Items from a data source
################
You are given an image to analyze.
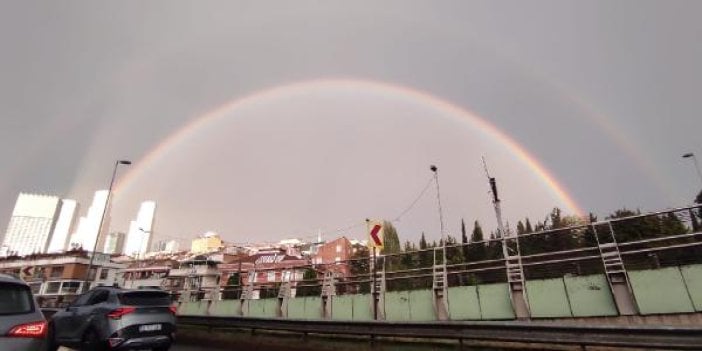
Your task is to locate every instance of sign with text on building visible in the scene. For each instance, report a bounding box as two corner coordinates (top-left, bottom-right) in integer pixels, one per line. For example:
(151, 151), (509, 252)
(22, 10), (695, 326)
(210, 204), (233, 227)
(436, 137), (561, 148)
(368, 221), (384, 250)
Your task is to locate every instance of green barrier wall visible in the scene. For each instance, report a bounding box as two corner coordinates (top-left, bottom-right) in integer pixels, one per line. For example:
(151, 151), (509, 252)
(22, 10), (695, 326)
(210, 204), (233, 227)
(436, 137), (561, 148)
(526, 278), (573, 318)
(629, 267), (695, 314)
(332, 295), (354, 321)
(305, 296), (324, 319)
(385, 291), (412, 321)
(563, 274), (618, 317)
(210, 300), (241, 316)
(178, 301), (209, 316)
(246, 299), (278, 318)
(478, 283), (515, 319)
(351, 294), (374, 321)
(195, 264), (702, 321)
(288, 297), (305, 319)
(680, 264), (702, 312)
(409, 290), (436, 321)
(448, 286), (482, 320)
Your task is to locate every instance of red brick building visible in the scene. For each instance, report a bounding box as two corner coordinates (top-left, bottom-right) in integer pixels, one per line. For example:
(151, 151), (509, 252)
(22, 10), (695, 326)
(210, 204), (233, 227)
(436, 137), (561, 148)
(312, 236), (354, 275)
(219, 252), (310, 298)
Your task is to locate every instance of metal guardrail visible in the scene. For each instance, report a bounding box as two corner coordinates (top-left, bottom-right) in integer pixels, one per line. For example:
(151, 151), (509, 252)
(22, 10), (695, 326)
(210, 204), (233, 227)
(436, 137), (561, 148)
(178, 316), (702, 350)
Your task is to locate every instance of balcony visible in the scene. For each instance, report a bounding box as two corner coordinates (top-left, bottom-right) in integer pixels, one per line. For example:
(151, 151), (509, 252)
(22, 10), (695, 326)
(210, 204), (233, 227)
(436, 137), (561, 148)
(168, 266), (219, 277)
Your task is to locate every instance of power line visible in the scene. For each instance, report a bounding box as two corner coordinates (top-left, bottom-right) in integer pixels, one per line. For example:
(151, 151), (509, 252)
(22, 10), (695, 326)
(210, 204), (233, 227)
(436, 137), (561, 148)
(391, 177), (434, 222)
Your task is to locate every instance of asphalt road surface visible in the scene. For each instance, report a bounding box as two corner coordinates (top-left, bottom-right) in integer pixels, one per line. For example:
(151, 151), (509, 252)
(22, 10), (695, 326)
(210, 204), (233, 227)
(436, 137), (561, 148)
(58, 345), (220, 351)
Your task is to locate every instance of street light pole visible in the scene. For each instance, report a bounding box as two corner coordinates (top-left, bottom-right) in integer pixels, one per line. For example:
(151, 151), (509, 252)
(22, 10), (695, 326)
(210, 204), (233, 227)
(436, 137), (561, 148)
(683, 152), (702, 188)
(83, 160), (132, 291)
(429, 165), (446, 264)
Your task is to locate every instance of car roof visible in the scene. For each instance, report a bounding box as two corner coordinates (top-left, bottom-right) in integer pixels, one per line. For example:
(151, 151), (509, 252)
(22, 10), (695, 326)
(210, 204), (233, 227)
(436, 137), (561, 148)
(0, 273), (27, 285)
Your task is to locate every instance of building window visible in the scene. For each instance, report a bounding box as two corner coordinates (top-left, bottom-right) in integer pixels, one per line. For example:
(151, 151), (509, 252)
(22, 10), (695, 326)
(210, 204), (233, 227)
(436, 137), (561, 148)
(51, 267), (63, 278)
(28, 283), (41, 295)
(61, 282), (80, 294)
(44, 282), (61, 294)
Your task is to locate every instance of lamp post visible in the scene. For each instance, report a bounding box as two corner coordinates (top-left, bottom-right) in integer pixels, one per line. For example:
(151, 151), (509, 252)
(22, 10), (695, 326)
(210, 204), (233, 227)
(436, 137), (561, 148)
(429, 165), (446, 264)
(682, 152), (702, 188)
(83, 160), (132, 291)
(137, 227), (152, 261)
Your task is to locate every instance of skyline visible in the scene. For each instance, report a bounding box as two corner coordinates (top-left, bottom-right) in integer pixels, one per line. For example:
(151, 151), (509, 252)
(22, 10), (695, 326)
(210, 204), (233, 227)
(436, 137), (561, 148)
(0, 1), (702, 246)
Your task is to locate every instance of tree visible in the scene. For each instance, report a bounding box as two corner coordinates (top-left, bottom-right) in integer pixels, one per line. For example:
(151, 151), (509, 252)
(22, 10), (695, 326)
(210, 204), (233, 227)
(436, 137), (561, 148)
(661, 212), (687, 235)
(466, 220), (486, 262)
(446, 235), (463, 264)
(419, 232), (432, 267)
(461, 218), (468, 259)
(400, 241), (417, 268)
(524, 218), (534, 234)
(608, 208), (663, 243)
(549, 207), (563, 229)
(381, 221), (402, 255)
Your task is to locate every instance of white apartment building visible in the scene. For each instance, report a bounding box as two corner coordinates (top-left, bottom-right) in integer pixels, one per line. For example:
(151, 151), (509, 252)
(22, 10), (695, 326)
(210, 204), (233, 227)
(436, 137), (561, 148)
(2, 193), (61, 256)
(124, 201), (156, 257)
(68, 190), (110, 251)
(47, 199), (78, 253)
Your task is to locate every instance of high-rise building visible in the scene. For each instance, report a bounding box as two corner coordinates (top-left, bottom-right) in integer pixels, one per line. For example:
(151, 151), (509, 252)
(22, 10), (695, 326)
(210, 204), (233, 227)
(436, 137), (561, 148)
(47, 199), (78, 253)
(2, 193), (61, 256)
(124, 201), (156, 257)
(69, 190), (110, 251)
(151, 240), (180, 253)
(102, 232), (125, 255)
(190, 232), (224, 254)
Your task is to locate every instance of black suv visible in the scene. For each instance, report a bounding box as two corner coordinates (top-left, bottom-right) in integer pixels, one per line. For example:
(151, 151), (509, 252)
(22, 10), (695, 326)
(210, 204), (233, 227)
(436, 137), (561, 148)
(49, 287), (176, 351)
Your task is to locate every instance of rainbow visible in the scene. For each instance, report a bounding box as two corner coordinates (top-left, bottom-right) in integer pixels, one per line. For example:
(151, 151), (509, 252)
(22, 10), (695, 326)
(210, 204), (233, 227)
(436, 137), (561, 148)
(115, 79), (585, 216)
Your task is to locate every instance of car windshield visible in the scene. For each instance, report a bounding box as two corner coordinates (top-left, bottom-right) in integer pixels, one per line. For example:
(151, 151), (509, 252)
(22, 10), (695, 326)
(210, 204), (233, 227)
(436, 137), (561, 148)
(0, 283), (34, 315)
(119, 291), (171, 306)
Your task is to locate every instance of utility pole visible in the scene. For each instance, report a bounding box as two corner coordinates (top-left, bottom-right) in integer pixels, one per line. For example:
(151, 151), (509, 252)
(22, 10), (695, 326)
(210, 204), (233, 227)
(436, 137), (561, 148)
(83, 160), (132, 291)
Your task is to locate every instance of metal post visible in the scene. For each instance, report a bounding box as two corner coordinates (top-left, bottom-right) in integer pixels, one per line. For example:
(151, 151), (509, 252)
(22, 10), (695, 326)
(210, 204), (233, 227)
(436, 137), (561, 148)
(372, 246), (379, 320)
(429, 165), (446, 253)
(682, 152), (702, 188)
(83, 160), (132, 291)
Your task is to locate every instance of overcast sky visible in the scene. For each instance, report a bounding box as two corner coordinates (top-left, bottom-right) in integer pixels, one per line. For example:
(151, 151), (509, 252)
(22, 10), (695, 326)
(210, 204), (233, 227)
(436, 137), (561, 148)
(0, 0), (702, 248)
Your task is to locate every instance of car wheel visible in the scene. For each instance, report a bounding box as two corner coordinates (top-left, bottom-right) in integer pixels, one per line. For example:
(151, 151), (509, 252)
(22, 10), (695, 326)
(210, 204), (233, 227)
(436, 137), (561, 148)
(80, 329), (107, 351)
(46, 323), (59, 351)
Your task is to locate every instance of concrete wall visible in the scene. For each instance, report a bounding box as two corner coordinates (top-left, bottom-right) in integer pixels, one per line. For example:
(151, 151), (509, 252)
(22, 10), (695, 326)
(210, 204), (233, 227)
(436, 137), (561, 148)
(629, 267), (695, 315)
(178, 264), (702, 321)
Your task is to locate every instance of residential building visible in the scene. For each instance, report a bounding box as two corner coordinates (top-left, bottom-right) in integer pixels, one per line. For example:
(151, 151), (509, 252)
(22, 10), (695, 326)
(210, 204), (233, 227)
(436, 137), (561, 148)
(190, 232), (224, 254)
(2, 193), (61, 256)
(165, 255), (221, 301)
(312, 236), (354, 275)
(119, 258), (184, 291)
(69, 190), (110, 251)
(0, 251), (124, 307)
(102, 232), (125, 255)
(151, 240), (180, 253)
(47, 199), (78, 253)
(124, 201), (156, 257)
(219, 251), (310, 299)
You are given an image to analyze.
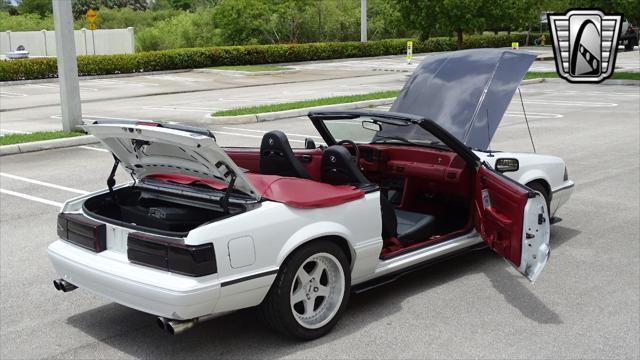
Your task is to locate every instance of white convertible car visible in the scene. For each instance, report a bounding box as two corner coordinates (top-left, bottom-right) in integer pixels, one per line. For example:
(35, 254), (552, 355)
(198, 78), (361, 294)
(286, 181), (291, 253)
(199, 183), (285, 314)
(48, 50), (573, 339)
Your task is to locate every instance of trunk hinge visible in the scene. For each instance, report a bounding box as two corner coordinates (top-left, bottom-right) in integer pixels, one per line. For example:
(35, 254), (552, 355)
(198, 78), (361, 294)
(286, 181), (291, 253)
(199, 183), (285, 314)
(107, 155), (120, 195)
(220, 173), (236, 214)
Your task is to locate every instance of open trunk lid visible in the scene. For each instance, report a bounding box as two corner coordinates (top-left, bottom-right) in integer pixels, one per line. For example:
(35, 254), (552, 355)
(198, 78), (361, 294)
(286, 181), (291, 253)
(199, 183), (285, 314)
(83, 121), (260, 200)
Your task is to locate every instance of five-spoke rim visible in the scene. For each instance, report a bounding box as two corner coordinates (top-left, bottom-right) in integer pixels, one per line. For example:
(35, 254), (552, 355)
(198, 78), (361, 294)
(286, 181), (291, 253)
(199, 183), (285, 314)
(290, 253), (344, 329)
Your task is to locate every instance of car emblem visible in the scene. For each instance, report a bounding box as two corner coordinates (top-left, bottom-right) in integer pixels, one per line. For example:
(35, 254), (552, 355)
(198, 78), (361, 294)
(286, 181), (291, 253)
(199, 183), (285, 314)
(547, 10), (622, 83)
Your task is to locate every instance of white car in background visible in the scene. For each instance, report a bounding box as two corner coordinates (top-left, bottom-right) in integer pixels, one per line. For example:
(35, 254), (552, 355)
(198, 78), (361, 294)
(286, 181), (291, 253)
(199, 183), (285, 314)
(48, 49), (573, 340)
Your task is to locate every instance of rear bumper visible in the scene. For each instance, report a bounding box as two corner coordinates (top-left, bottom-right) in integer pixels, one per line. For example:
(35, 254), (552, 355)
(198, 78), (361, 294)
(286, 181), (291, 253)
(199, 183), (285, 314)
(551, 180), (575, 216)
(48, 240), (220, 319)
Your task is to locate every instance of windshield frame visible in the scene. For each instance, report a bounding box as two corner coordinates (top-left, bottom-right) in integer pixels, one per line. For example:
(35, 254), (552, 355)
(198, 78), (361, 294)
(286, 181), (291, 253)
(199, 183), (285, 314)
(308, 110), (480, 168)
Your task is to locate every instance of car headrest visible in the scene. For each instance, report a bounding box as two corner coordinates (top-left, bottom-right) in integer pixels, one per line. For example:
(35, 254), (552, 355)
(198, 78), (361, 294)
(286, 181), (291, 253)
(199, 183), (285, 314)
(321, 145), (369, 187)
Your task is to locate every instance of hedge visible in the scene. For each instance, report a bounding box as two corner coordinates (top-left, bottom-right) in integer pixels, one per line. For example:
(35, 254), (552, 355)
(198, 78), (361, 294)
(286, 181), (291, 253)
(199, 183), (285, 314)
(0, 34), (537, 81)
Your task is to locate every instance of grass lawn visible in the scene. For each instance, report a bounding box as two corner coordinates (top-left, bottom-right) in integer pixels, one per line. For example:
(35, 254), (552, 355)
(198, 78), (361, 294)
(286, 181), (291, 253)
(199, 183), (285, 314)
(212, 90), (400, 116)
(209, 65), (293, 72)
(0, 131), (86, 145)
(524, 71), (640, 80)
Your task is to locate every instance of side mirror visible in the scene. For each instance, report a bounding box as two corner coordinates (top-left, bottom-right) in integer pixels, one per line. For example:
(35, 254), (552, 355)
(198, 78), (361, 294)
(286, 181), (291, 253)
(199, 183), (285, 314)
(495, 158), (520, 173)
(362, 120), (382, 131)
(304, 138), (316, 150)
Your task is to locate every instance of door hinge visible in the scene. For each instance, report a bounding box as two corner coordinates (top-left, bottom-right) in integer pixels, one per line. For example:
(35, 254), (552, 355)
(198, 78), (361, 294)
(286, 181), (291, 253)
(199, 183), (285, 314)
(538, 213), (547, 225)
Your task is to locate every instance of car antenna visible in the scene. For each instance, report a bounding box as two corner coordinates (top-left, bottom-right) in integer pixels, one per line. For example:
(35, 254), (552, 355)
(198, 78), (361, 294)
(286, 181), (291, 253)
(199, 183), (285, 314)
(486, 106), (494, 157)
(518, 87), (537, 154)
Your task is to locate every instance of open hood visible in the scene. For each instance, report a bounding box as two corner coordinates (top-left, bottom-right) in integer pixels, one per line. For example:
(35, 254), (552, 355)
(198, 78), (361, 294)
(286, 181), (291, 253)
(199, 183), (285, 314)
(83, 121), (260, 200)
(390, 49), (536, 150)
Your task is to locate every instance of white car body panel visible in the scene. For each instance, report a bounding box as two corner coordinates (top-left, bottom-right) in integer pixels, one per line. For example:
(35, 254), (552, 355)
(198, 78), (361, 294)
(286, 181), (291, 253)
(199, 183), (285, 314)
################
:: WHAT YOU HAVE TO DO ::
Rewrite the lines from the one with "Your task is to locate every instance of five-spoke" to the one with "(547, 10), (622, 83)", replacing "car emblem" with "hood badge" and leaving everything else unchanged.

:: SOLUTION TO THIS TASK ::
Your task is to locate every instance of five-spoke rim visible in the scene. For each instance, report a bounding box as two corner coordinates (top-left, bottom-right) in integer pixels, one per line. For example:
(35, 254), (552, 355)
(198, 78), (361, 294)
(286, 181), (291, 253)
(199, 183), (285, 314)
(290, 253), (344, 329)
Your task is to locate every instance of hood badge visible in the scene. For each instance, report a bounding box as two corner coordinates (top-left, bottom-right) in integer pixels, one per line. For example:
(35, 254), (552, 355)
(198, 78), (361, 294)
(286, 181), (291, 253)
(199, 183), (285, 314)
(547, 10), (622, 83)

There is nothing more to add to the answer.